**Exercise goal**
Count the lines in the data below that contain the word "yellow", and give only that number.

##### Material provided #####

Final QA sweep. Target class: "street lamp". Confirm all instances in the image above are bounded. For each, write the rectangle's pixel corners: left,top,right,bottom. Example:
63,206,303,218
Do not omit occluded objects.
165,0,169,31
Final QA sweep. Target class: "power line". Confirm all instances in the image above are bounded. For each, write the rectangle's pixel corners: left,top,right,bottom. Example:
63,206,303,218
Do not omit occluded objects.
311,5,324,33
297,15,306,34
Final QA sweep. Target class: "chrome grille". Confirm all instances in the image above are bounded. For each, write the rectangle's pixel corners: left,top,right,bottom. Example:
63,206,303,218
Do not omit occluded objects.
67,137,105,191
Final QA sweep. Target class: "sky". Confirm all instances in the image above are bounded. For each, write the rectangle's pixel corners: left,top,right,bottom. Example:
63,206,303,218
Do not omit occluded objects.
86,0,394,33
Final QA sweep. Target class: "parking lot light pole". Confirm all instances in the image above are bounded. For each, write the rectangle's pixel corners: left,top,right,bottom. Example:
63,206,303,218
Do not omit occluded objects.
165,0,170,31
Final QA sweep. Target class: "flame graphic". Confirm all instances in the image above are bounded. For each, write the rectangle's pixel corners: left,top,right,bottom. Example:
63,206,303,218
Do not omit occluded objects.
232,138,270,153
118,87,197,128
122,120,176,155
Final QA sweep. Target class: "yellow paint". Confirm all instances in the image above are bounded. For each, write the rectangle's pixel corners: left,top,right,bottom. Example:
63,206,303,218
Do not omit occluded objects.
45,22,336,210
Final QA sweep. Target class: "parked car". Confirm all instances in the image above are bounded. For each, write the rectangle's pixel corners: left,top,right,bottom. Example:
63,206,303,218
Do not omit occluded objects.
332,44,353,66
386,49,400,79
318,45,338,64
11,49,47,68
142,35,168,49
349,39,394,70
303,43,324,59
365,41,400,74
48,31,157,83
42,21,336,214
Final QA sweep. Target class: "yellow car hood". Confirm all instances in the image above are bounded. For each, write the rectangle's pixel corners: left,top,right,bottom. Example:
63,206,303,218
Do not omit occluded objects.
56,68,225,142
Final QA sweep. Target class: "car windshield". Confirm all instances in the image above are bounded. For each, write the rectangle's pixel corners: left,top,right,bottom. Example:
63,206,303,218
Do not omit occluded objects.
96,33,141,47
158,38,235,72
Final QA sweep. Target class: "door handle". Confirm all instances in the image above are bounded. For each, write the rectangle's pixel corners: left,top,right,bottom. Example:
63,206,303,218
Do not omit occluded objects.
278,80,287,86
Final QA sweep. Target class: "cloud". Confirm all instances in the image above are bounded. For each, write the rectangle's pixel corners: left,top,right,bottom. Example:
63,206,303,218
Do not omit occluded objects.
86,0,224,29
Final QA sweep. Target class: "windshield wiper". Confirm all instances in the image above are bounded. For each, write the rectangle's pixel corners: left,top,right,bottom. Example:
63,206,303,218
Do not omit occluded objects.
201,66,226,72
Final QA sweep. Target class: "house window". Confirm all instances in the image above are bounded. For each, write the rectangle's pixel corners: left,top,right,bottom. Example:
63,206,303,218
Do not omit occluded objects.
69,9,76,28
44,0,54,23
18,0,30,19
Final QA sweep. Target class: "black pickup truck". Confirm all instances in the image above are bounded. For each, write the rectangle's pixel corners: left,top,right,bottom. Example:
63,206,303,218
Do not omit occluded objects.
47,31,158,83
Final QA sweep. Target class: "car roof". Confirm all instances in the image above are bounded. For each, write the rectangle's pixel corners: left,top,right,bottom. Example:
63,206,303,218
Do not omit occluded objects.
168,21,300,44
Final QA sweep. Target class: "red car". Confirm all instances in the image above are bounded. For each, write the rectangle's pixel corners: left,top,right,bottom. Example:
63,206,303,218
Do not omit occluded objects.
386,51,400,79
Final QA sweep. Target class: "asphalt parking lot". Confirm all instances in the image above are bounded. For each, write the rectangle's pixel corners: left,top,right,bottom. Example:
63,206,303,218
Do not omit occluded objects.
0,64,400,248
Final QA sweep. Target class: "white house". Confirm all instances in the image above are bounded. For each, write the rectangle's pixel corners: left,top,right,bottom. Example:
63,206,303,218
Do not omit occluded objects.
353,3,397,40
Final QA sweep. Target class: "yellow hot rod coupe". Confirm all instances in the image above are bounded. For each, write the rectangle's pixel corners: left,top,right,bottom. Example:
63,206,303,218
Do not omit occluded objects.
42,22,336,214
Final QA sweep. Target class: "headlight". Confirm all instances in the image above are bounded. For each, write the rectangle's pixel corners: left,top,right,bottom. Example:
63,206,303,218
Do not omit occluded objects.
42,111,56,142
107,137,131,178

#####

**Answer to the exercise**
3